**Task objective**: Copying each record below exactly is the whole task.

**Source records**:
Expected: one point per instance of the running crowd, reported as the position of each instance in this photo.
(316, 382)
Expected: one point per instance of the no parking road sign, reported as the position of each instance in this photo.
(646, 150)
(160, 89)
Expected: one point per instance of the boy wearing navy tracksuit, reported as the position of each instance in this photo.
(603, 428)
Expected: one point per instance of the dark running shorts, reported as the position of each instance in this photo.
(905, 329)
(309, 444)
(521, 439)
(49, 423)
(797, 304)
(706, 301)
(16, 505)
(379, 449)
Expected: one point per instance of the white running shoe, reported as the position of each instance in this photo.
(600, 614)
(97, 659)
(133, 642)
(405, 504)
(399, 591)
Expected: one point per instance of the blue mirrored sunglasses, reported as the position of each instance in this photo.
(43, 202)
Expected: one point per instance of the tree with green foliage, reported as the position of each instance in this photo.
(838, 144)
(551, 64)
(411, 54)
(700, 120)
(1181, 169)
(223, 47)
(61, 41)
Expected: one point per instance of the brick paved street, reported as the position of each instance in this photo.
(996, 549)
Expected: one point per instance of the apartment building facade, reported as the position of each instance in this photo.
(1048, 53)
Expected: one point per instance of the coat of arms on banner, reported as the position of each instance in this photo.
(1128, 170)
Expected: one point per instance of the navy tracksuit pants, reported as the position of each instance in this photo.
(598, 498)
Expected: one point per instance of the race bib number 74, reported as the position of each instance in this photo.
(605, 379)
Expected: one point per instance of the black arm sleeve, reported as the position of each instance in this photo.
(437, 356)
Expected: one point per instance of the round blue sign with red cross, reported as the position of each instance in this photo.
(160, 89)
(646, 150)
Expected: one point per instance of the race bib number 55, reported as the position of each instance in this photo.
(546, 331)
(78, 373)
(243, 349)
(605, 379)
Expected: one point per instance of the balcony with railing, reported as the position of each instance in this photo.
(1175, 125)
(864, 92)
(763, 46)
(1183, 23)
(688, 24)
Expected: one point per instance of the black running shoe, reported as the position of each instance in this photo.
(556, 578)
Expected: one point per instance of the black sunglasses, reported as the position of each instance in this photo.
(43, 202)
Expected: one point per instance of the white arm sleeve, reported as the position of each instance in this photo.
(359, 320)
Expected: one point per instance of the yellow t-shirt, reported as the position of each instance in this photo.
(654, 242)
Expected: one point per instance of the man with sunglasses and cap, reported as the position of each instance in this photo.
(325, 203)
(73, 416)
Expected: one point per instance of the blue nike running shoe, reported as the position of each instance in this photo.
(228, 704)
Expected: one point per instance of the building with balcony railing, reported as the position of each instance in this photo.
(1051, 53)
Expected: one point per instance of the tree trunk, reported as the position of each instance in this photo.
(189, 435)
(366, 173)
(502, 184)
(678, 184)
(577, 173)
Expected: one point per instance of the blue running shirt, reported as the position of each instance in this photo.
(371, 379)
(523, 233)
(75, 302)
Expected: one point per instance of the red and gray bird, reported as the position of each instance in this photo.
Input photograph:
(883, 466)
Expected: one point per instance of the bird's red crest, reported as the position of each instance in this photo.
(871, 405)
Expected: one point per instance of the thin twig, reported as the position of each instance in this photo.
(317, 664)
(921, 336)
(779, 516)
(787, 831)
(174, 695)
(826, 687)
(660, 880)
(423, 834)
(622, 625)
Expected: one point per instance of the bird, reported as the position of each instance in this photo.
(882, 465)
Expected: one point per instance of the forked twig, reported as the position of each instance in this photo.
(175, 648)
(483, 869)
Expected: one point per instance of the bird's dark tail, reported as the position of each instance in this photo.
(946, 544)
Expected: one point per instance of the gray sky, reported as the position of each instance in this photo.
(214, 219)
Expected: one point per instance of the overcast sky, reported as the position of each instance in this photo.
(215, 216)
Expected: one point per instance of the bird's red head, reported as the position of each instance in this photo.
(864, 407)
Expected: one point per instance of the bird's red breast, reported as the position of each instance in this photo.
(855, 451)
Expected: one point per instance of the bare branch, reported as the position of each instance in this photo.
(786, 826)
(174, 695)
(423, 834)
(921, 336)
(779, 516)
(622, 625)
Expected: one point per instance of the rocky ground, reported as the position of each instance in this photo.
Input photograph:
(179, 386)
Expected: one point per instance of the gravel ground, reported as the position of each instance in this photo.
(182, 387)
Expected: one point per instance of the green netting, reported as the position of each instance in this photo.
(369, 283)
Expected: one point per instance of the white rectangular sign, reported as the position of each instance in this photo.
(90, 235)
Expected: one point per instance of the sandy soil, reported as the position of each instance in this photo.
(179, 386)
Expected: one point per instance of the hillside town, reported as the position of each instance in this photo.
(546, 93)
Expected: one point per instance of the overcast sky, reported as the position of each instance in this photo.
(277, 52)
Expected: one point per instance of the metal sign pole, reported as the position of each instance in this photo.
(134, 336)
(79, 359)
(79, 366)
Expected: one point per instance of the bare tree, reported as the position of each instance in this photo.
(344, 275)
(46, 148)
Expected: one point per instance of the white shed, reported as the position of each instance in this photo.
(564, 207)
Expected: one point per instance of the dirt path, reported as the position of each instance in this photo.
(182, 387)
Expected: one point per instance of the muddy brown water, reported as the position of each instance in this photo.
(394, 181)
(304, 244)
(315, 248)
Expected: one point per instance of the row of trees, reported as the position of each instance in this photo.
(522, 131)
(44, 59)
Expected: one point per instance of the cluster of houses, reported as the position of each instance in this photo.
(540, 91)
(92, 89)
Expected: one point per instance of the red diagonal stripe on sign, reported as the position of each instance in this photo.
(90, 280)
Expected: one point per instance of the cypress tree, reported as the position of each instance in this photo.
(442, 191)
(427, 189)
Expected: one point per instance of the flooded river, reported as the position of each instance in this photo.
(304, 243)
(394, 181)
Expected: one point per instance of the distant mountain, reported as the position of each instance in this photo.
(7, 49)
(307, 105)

**Exercise output**:
Expected: one point per instance of the running crowd, reported as the position of each instance in this photo.
(316, 382)
Expected: one point per instance of the no parking road sign, reported as the position of each instance in this photo.
(646, 150)
(160, 89)
Expected: one point per instance of the boy wearing navy tracksuit, reported as the position of each instance in this photo.
(603, 428)
Expected: one point per instance of the dark running shorts, reported as the position of each instance in this photo.
(905, 329)
(309, 444)
(521, 439)
(49, 423)
(797, 304)
(706, 301)
(16, 505)
(379, 449)
Expected: one point per instance of the white running shoe, reported as the position of each instance in this photo.
(600, 614)
(97, 659)
(133, 642)
(405, 504)
(399, 591)
Expected: one point per instance of the blue mirrored sunglasses, reported as the position of each instance in this photo.
(43, 202)
Expected: one point per instance of the tree with green foliage, reported as the position of each instance in this photo.
(838, 144)
(551, 64)
(411, 54)
(700, 120)
(1181, 169)
(223, 47)
(61, 41)
Expected: one point per instance of the brick paved street, reported as the position of each instance in this photo.
(996, 549)
Expected: one point per instance of the apartment building facade, reported as the position of each instance in this photo.
(1048, 53)
Expected: one point per instance of the coat of arms on banner, reported as the position of each instance in this photo.
(1128, 170)
Expected: one point per instance of the navy tracksuit pants, reported as the position of each instance in this photo.
(598, 498)
Expected: one point per instance of the race bib number 74, reported as the position of each instance in this photo.
(605, 379)
Expected: one point per instance of the black arm sleeve, reported as the position of each instance in this photo.
(437, 356)
Expected: one point per instance of the round blue sign with red cross, reported as the position of each instance in this photo.
(160, 89)
(646, 150)
Expected: one point per instance of the race bib number 55, reported as the position of each instance in this photo.
(546, 331)
(78, 373)
(243, 349)
(605, 379)
Expected: one point per instance of the balcony with railing, reported as the position of each instance in this photo.
(1175, 125)
(864, 92)
(763, 46)
(1183, 23)
(688, 24)
Expected: one point per instance of the black running shoe, reported as the position of each instance in this photo.
(556, 578)
Expected: one point per instance of the black sunglasses, reported as the position of each instance in this photo.
(43, 202)
Expected: one point per instance of the white arm sleeve, reported as the position of each instance in this photo.
(359, 320)
Expected: one point per instance of the yellow t-shirt, reported as the position of each instance in this photo.
(654, 242)
Expected: one point per instance of the man with sunglasses and cap, reported as the position of each instance in this photo.
(325, 203)
(73, 416)
Expected: one point per instance of the blue nike running shoe, reported as the position of each instance in this photo.
(228, 704)
Expected: one point per instance of the building with balcony railing, reported as the position of each instance in this photo.
(1051, 53)
Expected: one point per instance of the tree trunk, reported as the position of each instance in this photo.
(189, 435)
(366, 173)
(502, 184)
(678, 184)
(577, 173)
Expected: one point per instance of the blue running shirt, reported as the position of each instance in this photo.
(371, 379)
(523, 233)
(75, 302)
Expected: one point per instance of the red and gray bird, reported as the position of each instance in this photo.
Input photograph:
(883, 466)
Expected: one point per instance of the bird's red crest, reported as the position of each instance in this photo.
(871, 405)
Expected: one point per instance of the thin twig, reported as the position of each instance in this photo.
(317, 664)
(921, 336)
(779, 516)
(787, 831)
(174, 695)
(826, 687)
(660, 880)
(423, 834)
(622, 625)
Expected: one point per instance of the bird, reported as the position of each instance in this photo.
(882, 465)
Expected: one point per instance of the forked twig, reported as the position of each instance in this photo.
(175, 648)
(483, 869)
Expected: one point per instance of the bird's dark tail, reported as the position of each instance in this photo.
(946, 544)
Expected: one point per instance of the gray sky, reported as the position of each instance in this photo.
(214, 219)
Expected: one point per instance of the overcast sky, reported as the position of each instance in this photo.
(215, 216)
Expected: one point per instance of the bird's red head, reported as the position of each instance in this photo.
(864, 407)
Expected: one point per instance of the bird's red breast, reported as the position of each instance in this photo.
(855, 451)
Expected: one point per instance of the bare branch, reported as the position of each instance in this photo.
(786, 826)
(174, 695)
(423, 834)
(921, 336)
(779, 516)
(622, 625)
Expected: one point per instance of the rocky ground, reported as the position of each instance in this photo.
Input photograph:
(179, 386)
Expected: one point per instance of the gravel ground, reported as the position of each instance in this photo.
(182, 387)
Expected: one point per instance of the green netting, reported as the position of each instance in this photo.
(369, 283)
Expected: one point per instance of the white rectangular sign, reported as the position of each instance in this photo.
(90, 235)
Expected: one point per instance of the sandy soil, reported as the position of each instance in this photo.
(179, 386)
Expected: one point per instance of the hillside town, reported as the position of each instance in this photo.
(546, 93)
Expected: one point per instance of the overcast sky, reported as the position of each instance in this photo.
(277, 52)
Expected: one point per instance of the metal sign pole, reported as the position of each instance in this photo.
(134, 336)
(79, 359)
(79, 366)
Expected: one point per instance of the bare tree, reported as the position of each instance in this photo.
(344, 275)
(46, 148)
Expected: one point per instance of the white shed, reported as the position of each instance in this photo.
(564, 207)
Expected: one point per instance of the dirt path, reported as the position of each instance in this photo.
(182, 387)
Expected: one point per instance of the muddy brown water, reported as the position of each instance in this photo.
(394, 181)
(304, 244)
(315, 248)
Expected: one point per instance of the row of trees, reported as the position of each instance in this photo.
(522, 131)
(44, 59)
Expected: one point per instance of the cluster of houses, reported as the position of each instance in this photo.
(540, 91)
(92, 89)
Expected: one point per instance of the red diagonal stripe on sign, reported as the position of each instance in this photo.
(90, 280)
Expected: one point per instance of the cypress tree, reported as the position of each instance in this photo.
(442, 191)
(427, 189)
Expected: one point per instance of the flooded river, reported as the position of each instance in this photo.
(304, 243)
(394, 181)
Expected: one point per instance of the distant mountain, reported as the position of each instance in this photo.
(7, 49)
(307, 105)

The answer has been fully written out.